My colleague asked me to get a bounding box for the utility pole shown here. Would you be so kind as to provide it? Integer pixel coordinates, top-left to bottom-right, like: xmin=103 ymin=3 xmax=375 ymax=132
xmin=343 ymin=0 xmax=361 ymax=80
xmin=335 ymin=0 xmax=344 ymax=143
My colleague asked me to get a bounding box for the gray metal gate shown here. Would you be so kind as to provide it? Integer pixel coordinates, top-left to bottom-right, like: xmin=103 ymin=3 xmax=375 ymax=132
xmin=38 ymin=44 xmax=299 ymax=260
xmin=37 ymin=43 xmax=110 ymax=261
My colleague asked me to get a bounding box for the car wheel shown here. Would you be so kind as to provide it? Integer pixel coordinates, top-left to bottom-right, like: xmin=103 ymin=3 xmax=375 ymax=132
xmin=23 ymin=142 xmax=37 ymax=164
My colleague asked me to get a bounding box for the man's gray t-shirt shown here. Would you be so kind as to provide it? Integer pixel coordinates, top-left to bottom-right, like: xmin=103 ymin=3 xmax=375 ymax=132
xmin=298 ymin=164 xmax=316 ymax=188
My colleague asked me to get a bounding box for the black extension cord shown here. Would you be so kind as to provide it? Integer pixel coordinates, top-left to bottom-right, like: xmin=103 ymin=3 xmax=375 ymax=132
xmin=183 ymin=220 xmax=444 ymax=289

***

EXERCISE BRIEF: Recast every line of the records above as a Markdown table with two columns, Row and Record line, skipping any blank lines.

TASK OUTPUT:
| Row | Record line |
|---|---|
| 1 | My colleague asked me to get a bounding box for the utility pole shown here. Would you be so kind as to provide it? Integer pixel coordinates, top-left to bottom-right, like: xmin=103 ymin=3 xmax=375 ymax=132 |
| 2 | xmin=343 ymin=0 xmax=361 ymax=80 |
| 3 | xmin=335 ymin=0 xmax=344 ymax=143 |
| 4 | My colleague asked me to get a bounding box for the gray metal gate shown here. Would you be so kind as to provide it? Integer pixel coordinates, top-left to bottom-right, like: xmin=103 ymin=3 xmax=375 ymax=132 |
| 5 | xmin=38 ymin=44 xmax=299 ymax=260 |
| 6 | xmin=37 ymin=43 xmax=110 ymax=261 |
| 7 | My colleague asked me to get a bounding box for the car wheel shown here. Would you be so kind as to provide it? Integer pixel coordinates, top-left to bottom-right, like: xmin=103 ymin=3 xmax=375 ymax=132 |
| 8 | xmin=23 ymin=142 xmax=37 ymax=164 |
| 9 | My colleague asked me to get a bounding box for the man's gray t-shirt shown here. Would you be so kind as to provide it? Integer pixel coordinates, top-left to bottom-right, like: xmin=103 ymin=3 xmax=375 ymax=132 |
| 10 | xmin=298 ymin=164 xmax=316 ymax=188 |
| 11 | My colleague asked me to get a bounding box for the black extension cord shown here. Would you be so kind as to provide it? Integer pixel coordinates, top-left to bottom-right, like: xmin=103 ymin=3 xmax=375 ymax=132 |
| 12 | xmin=183 ymin=220 xmax=444 ymax=289 |